SP>My thanks to Andy Nachbaur for his very long reply and to Frank Humphrey for
  >his very short one.  As regards the latter, we also have 640 acres to the
  >square mile so it would appear that our measurements coincide.  Now why
  >should measurements fool me?  600,000 acres divided by 640 gives my figure
  >of 625 square miles and that, I repeat, represents a lot of almonds.  If
  >they require 800,000 hives for pollination that bill alone must run into
  >many million dollars.  A huge industry.  Surely they do not all go into
  >cakes and candy bars.
 
Hi Sid,
 
The highest price is paid for the smallest almonds, because they can be
used in candy bars whole. Hershey Chocolate Company uses so many
almonds in their candy that they actually built a factory in the heart
of the almonds because the savings in freight alone would pay for the
multi million dollar factory over the years.
 
In 1996 it is estimated that the beekeepers who supplied the bees for
almond pollination received an average of $32.00 dollars for each hive
provided for the almond bloom, that would add up to more then $25
million dollars cash flow to the beekeepers, which they spent for sugar,
fuel, and in replacing bees for next years bloom. Only a few beekeepers
could support themselves off the almond bloom alone, and sadly most
others need the cash flow from the almonds to start the season in hopes
of that big honey crop later on.

[Objective]: Please continue the email above about almonds and beekeeping from where it stops.

[Available data]:
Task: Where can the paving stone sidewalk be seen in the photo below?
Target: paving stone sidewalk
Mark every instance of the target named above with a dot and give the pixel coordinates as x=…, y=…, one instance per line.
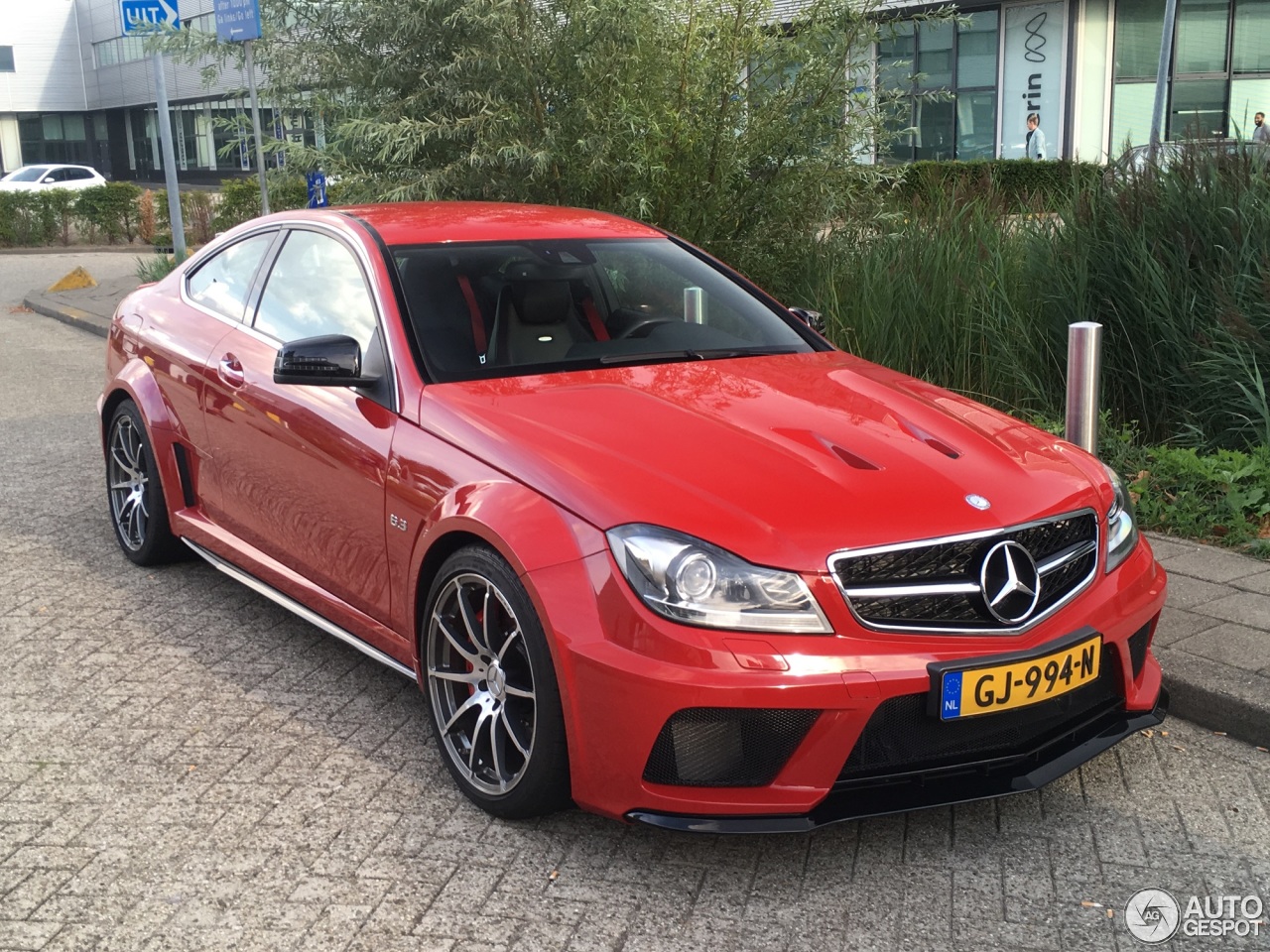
x=1213, y=640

[Exercise answer]:
 
About half the almonds produced are processed by one grower CO-OP called
the Almond Growers Exchange. They at one time in the early days handled
honey for beekeepers but failed in that effort and lost a lot of money
for the beekeepers. A few years ago they also had to be stopped from
selling one product they called "Almond Honnies" that listed artificial
honey (sugar) in the ingredient statement, but contained NO (O%) honey,
they do use a few drums of honey annually in a almond candy they
manufacture for the Christmas trade and for their own retail stores. In
total little honey is used in almond products in favor of cheep sugar
and corn products. This is one area that the beekeepers could
significantly increase the consumption of honey if the right pressure
was applied like in the deal you can't turn down. "USE MY HONEY, or get
NO BEES!"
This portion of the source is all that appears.